#### Excerpt provided
════════════════════

KNOXVILLE (Nov. 2019) “In Her Threads” is a collection of short stories that portray the cultural struggles and the pure will to survive that has driven countless refugees to take on the challenge and hope of a better life in an unknown world; America.
In her book, Kidd shares the fulfillment and joy she experienced from helping just one refugee, which was the inspiration for her book.
That experience also led Kidd to start a non-profit organization, The Center for English, which helps refugees to transition to a way of life that is foreign to them in every way.
Kidd will be hosting a book signing this Saturday, Nov. 9, from 11 am to 1 pm at Barnes and Noble Books at Suburban Plaza 8029, Kingston Pike, in West Knoxville; phone 865-670-0773. All proceeds from book sales go to support The Center for English.
“I have had my share of sorrows just like everyone else, but I found healing by just ‘jumping in’ to help one refugee. Now, I am part of a wonderful, loving non-profit group, The Center for English, which helps hundreds. The needs of refugees are overwhelming. In many ways, they are similar to my special needs daughter. They cannot read, write or speak English clearly enough to be understood without help. Refugees need help with everything.

════════════════════

#### Task instructions
Quote the full announcement about the "In Her Threads" book signing word for word. The listing that comes next is separate material and has no connection to the announcement above.

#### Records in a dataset
════════════════════

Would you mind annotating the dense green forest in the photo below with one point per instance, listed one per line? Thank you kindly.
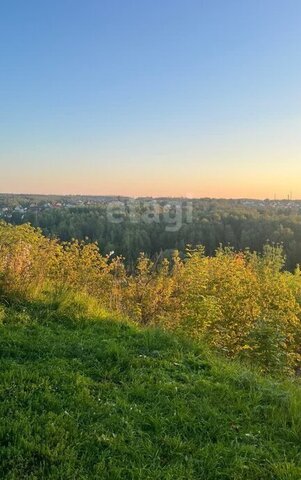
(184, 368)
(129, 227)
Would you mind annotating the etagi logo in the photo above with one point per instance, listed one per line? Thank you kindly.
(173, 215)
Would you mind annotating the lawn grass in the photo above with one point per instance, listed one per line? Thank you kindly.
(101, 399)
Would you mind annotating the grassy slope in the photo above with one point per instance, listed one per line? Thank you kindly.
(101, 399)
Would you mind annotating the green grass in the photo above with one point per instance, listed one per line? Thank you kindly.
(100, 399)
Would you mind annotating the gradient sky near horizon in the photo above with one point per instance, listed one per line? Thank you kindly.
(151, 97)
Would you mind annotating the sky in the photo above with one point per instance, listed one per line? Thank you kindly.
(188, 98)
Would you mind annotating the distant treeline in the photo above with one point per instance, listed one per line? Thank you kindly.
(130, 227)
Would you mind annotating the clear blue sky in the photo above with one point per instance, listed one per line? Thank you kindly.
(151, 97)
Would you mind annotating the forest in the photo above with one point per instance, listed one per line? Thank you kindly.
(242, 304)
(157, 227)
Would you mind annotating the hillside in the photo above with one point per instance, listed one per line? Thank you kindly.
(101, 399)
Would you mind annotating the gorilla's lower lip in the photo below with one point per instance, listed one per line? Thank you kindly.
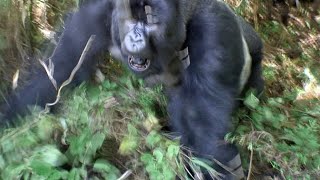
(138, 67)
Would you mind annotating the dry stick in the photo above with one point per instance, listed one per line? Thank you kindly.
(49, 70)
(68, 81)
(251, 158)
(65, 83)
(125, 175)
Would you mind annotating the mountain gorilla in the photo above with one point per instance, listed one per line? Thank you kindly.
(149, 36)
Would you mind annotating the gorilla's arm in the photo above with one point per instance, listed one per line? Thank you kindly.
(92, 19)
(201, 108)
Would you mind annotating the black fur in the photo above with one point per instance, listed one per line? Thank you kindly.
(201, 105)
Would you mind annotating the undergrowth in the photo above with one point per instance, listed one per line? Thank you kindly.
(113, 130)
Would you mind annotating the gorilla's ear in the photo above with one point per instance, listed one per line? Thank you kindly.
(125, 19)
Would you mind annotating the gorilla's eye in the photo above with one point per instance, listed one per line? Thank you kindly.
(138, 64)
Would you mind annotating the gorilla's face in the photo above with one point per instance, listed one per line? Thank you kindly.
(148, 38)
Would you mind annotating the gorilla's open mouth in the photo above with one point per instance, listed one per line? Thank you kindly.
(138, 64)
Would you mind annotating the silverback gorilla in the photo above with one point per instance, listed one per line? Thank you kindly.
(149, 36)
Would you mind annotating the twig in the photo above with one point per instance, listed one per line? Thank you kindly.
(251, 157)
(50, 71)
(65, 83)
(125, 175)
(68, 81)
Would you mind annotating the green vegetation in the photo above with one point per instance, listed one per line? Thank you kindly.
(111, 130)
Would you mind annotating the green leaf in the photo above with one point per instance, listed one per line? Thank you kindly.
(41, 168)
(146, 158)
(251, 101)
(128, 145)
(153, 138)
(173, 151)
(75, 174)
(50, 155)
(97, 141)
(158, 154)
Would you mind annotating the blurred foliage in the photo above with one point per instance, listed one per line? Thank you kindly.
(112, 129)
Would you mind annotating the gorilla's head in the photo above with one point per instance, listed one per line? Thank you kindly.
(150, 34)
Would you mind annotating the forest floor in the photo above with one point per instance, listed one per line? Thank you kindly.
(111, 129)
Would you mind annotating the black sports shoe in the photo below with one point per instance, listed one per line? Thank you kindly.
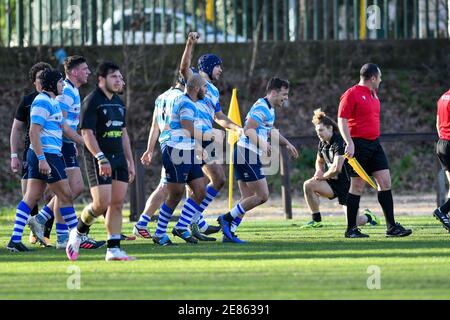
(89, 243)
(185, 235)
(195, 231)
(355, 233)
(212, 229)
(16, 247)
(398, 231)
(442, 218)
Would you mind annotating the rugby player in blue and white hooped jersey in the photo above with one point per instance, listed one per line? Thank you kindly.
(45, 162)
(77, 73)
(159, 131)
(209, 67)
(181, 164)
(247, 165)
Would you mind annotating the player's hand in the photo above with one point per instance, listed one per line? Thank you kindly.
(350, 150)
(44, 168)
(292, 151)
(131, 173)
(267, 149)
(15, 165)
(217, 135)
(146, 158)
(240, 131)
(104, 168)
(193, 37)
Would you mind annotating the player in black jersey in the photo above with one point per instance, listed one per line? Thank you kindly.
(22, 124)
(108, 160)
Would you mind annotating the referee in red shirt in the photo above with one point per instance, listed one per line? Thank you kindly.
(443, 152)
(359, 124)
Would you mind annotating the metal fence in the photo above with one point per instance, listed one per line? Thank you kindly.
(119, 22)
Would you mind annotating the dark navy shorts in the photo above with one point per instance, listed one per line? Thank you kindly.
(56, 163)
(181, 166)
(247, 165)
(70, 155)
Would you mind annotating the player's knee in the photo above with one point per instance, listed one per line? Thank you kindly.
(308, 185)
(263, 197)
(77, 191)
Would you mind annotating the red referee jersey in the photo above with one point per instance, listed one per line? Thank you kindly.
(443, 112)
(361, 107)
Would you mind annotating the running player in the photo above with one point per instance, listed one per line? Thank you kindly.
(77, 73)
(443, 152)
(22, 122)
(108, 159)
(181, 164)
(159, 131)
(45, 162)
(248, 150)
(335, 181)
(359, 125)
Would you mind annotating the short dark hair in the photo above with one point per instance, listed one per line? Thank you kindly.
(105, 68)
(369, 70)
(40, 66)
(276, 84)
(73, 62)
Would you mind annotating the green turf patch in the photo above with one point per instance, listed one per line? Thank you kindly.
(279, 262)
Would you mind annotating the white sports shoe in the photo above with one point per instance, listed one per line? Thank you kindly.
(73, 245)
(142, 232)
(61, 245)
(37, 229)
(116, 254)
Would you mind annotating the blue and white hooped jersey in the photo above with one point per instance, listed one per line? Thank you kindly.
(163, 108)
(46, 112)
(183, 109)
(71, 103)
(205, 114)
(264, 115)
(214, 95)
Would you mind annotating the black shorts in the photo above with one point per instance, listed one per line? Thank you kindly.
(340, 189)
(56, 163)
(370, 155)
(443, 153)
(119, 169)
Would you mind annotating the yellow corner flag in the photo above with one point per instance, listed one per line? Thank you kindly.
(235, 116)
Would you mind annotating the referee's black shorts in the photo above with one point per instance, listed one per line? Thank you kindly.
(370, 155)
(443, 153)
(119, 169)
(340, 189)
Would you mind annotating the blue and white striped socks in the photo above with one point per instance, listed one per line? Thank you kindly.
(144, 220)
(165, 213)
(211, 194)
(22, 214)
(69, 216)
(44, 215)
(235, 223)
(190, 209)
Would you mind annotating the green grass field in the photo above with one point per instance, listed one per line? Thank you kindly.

════════════════════

#### Answer area
KNOXVILLE (Nov. 2019) “In Her Threads” is a collection of short stories that portray the cultural struggles and the pure will to survive that has driven countless refugees to take on the challenge and hope of a better life in an unknown world; America.
In her book, Kidd shares the fulfillment and joy she experienced from helping just one refugee, which was the inspiration for her book.
That experience also led Kidd to start a non-profit organization, The Center for English, which helps refugees to transition to a way of life that is foreign to them in every way.
Kidd will be hosting a book signing this Saturday, Nov. 9, from 11 am to 1 pm at Barnes and Noble Books at Suburban Plaza 8029, Kingston Pike, in West Knoxville; phone 865-670-0773. All proceeds from book sales go to support The Center for English.
“I have had my share of sorrows just like everyone else, but I found healing by just ‘jumping in’ to help one refugee. Now, I am part of a wonderful, loving non-profit group, The Center for English, which helps hundreds. The needs of refugees are overwhelming. In many ways, they are similar to my special needs daughter. They cannot read, write or speak English clearly enough to be understood without help. Refugees need help with everything.